- _CONSIGNE À SUIVRE_
Recopiez fidèlement le passage de la critique du jeu Caligula qui va de « Au début d'un » jusqu'à « pouvoir jouer l'action. » inclus.

- _TEXTE PRÉSENTÉ_
------------------------------------

Seulement, voilà…: les jetons d'ordre sont un peu trop petits pour mes gros doigts (et pas que les miens d‘ailleurs, même pour des plus fins), et les cartes, heu... leurs illustrations me laissent dans la même matière que les bustes des empereurs défunts... de marbre quoi. Attention, je ne dis pas que les cartes sont moches, mais disons qu'elles sont surtout « fonctionnelles ». Mise à part les cartes empereurs (qui ont un aspect « visage-reconstitué-sur-ordinateur d‘après les bustes déjà mentionnés » ), les autres cartes auraient mérité un peu plus d'illustrations.

C'est bien dommage car cela donne au jeu un aspect franchement tristounet. Le dessin sur la boîte n'est pas transcendant non plus, et il fait même carrément vieillot. Vous me direz "Oui, mais c'est normal, Rome, ça date pas d'hier", et je vous répondrais "D'accord, mais regardez les illustrations de jeux plus ou moins récents qui portent sur la même période : celles de Caligula font un peu pauvres quand même". Pour un jeu où l'abondance de matériel n'est pas la principale caractéristique, le design est vraiment décevant... mais Elfinwerks étant, sauf erreur de ma part, un petit éditeur qui débute, il lui sera évidemment beaucoup pardonné.

Règles

Caligula n'est pas un jeu léger et il s'adresse vraiment aux « gamers ». Le livret ne fait que 7 pages, mais elles sont bien remplies de règles denses et parfois complexes, comme celles qui gouvernent les conjurations (élément central du jeu) et les conséquences qu'elles impliquent : il vous faudra d'ailleurs fournir un certain effort d'assimilation avant de bien maitriser cette phase. Prévoyez donc plusieurs lectures de règles, et pas une à la va-vite juste avant de commencer la partie.

Alors comment ça marche ? Comment doit on s'y prendre pour occire un empereur romain ?

Au début du jeu, on dispose 10 cartes (appelées « Civitas ») sur la table : elles servent en quelque sorte de plateau, et sont issues de 5 paquets différents (triés par catégorie : Tribuni, Plebs, Praetoriani, Legionarii, Nobiles). Ces cartes proposent diverses actions de jeu. L'empereur actuel est posé en-dessous, avec à sa gauche et à sa droite deux successeurs possibles (et qui frétillent d‘impatience, faut bien le dire). Enfin, il y a les cartes dites "Sequentia", qui peuvent changer de place en cours de parties, et qui donnent le "La" pour la résolution des actions, une fois que les joueurs ont posé tous leurs jetons d'influence.

Au début d'un tour, les joueurs placent (face cachée) leurs jetons SPQR disponibles (le 5 et le 6 ne peuvent l'être que grâce à certaines cartes) sur les cartes visibles (et sur les emplacements gris prévus à cet effet), en sachant que les cartes situées au premier rang sont activées ensuite en priorité, les cartes du second rang ne pourront l'être qu'en passant au premier rang (mais vous pouvez jouer préventivement dessus évidemment). Ensuite, on passe en revue une à une les cartes Sequentia qui fixe l'ordre de résolution des actions. Ces dernières seront possibles selon ce que dit la carte sur laquelle vous avez posé (face cachée) un jeton SPQR : pour certaines cartes, seul le joueur ayant mis le jeton à la valeur la plus haute fera l'action, pour d'autres, il suffit d'être présent…enfin, certaines exigent une valeur minimale pour pouvoir jouer l'action.

------------------------------------

- _LIGNES RÉPERTORIÉES_
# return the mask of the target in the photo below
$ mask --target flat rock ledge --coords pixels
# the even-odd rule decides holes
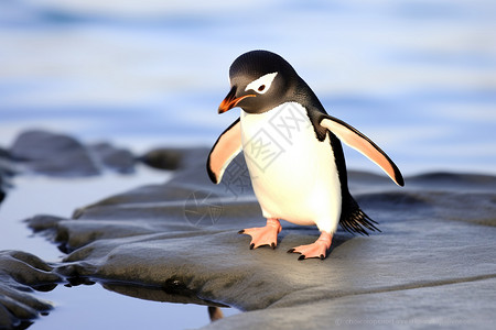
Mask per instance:
[[[43,155],[23,154],[19,144],[9,160],[44,173]],[[61,158],[64,145],[104,155],[96,163],[90,157],[94,164],[121,164],[106,144],[66,141],[54,151]],[[33,290],[94,282],[131,297],[244,311],[204,329],[495,328],[496,177],[432,173],[407,177],[398,188],[382,176],[351,172],[352,194],[382,232],[338,230],[326,260],[298,261],[287,251],[313,242],[317,230],[283,221],[277,249],[249,250],[249,238],[237,232],[265,220],[242,156],[213,185],[207,154],[152,151],[141,161],[177,168],[166,184],[82,207],[71,219],[28,219],[66,257],[48,264],[0,252],[0,329],[24,329],[48,312],[51,304]],[[84,166],[80,173],[91,173]]]
[[[353,194],[382,232],[338,231],[326,260],[298,261],[287,251],[313,242],[317,230],[283,222],[276,250],[250,251],[237,231],[265,220],[244,160],[215,186],[205,174],[207,153],[185,150],[166,184],[29,226],[68,253],[56,270],[64,277],[245,311],[205,329],[494,328],[495,177],[435,173],[397,188],[351,172]]]

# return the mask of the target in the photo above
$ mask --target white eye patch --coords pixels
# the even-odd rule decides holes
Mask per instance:
[[[266,94],[266,91],[269,90],[270,85],[272,84],[273,78],[276,78],[277,75],[278,73],[272,73],[261,76],[257,80],[254,80],[250,84],[248,84],[245,91],[252,89],[258,94]]]

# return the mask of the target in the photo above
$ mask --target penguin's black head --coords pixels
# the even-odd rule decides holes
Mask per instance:
[[[229,69],[230,91],[218,113],[240,107],[249,113],[262,113],[285,102],[300,79],[281,56],[267,51],[242,54]]]

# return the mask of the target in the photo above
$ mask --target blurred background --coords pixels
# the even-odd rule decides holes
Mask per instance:
[[[229,66],[257,48],[289,61],[328,113],[377,142],[403,174],[496,175],[493,0],[0,0],[0,147],[28,129],[108,141],[138,155],[157,146],[209,147],[239,116],[217,114]],[[345,153],[351,168],[380,173],[353,150]],[[20,177],[3,220],[71,215],[142,185],[96,180]],[[2,246],[57,257],[43,238],[26,242],[25,223],[12,221],[2,224]],[[63,318],[73,326],[77,319],[77,329],[115,328],[119,319],[121,328],[148,329],[164,320],[169,329],[208,322],[203,306],[170,305],[165,315],[160,304],[95,286],[47,295],[57,308],[36,329],[60,327]]]
[[[0,0],[0,145],[42,128],[136,152],[211,146],[239,113],[217,114],[229,65],[256,48],[405,174],[496,174],[492,0]]]

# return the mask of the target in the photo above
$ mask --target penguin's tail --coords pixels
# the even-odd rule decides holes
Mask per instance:
[[[368,235],[367,230],[378,231],[380,230],[375,226],[376,221],[370,219],[358,206],[352,195],[346,194],[343,196],[343,206],[339,219],[341,227],[351,233],[359,233]]]

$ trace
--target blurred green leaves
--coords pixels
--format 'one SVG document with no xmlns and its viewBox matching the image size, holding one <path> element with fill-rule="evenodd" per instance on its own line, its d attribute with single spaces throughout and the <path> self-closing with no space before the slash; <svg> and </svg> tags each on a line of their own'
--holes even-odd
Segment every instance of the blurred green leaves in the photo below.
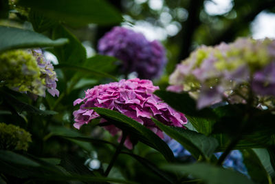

------------------------------------

- _RÉSULTAT FINAL_
Au début d'un tour, les joueurs placent (face cachée) leurs jetons SPQR disponibles (le 5 et le 6 ne peuvent l'être que grâce à certaines cartes) sur les cartes visibles (et sur les emplacements gris prévus à cet effet), en sachant que les cartes situées au premier rang sont activées ensuite en priorité, les cartes du second rang ne pourront l'être qu'en passant au premier rang (mais vous pouvez jouer préventivement dessus évidemment). Ensuite, on passe en revue une à une les cartes Sequentia qui fixe l'ordre de résolution des actions. Ces dernières seront possibles selon ce que dit la carte sur laquelle vous avez posé (face cachée) un jeton SPQR : pour certaines cartes, seul le joueur ayant mis le jeton à la valeur la plus haute fera l'action, pour d'autres, il suffit d'être présent…enfin, certaines exigent une valeur minimale pour pouvoir jouer l'action.